* AUFGABEN *
A) Mit welchem Stimmenverhältnis wiesen die Bundesrichter laut dem Text über die Zürcher Kindergärtnerinnen deren Beschwerde wegen Lohndiskriminierung ab?
B) Führe den Text über die Zürcher Kindergärtnerinnen im Anschluss an seinen letzten Satz weiter.

* TEXTAUSZUG *
------------------------------

Brigitte Fleuti (55) steigt auf einen Stuhl, 18 Kinder tun es ihr gleich. Begeistert singen sie, was Goldmarie am Morgen so treibt: «Goldmarie macht ihr Bett.» «Goldmarie zieht sich an.» «Goldmarie putzt sich die Zähne.»

Bevor gespielt werden darf, geht Frau Fleuti mit den Kindern die Regeln durch: Zuhören. Aufstrecken. Nicht boxen. Und nach dem Spielen: Aufräumen. Die Kleinen wissen es bereits auswendig und verteilen sich an die Minitische.

Frau Fleuti schaut alles an, fragt, lobt

An einem Platz müssen sie mit der Spaghettizange Nüsse transportieren. Am anderen Knöpfe nach Farben sortieren. Am nächsten kritzeln ein Bub und ein Mädchen, bereits im zweiten Kindergartenjahr, fleissig die Namen ihrer Mitschüler auf eine Tafel.
Sie alle lernen, ohne dass es ­ihnen bewusst wäre. Und wenn sie eine Aufgabe erledigt haben, rufen sie: «Sie, Frau Fleuti. Sie, Frau Fleuti, lueged Sie!»

Frau Fleuti schaut alles geduldig an, fragt nach, lobt. Sie liebt ihren Job, aber sie sagt auch: «Wir bekommen für unsere Arbeit nicht die Anerkennung, die wir verdienen.»

Als Präsidentin des Verbandes Kindergarten Zürich (VKZ) will sie dafür sorgen, dass sich das ändert. Ein wichtiger Punkt ist der Lohn. Die Kindergärtnerinnen im Kanton verdienen deutlich weniger als Primarlehrerinnen. Dennoch haben die Bundesrichter im vergangenen Herbst eine Beschwerde der Zürcher Kindergärtnerinnen wegen Lohndiskriminierung knapp abgewiesen, mit zwei zu drei Stimmen.

Kampflos aufgeben ist keine Option

Aufgeben kommt für Fleuti und ihre Berufskolleginnnen nicht infrage. Sie kämpfen auf politischer Ebene weiter. Vergangene Woche wurden im Kantonsrat gleich drei Vorstösse eingereicht, um die Arbeitsbedingungen der Zürcher Kindergärtnerinnen zu verbessern.

------------------------------

* GESPEICHERTE DATEN *
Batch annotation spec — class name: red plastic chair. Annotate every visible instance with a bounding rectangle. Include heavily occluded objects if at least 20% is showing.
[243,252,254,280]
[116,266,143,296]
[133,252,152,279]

------------------------------

* LÖSUNGEN *
A) Mit zwei zu drei Stimmen.

B)
Eine Motion fordert den Regierungsrat auf, die gesetzlichen Grundlagen zu schaffen, damit Kindergartenlehrpersonen mit einem Vollpensum von 100 Prozent angestellt werden können. Heute ist das nicht möglich, weshalb Kindergärtnerinnen im Kanton Zürich deutlich weniger verdienen als ihre Kollegen auf der Primarstufe.

Doch es geht nicht nur um mehr Lohn. Eine parlamentarische Initiative verlangt, dass die Kindergärtnerinnen im ersten Semester jeden Morgen durch eine weitere Person unterstützt werden. Der Grund: Wegen der Umsetzung von Harmos treten die Kinder immer früher in den Kindergarten ein. Im August 2020 werden Knirpse in den Kindergarten eintreten, die erst wenige Tage zuvor vierjährig geworden sind. «Dadurch steigt für uns der Betreuungsaufwand», sagt Fleuti.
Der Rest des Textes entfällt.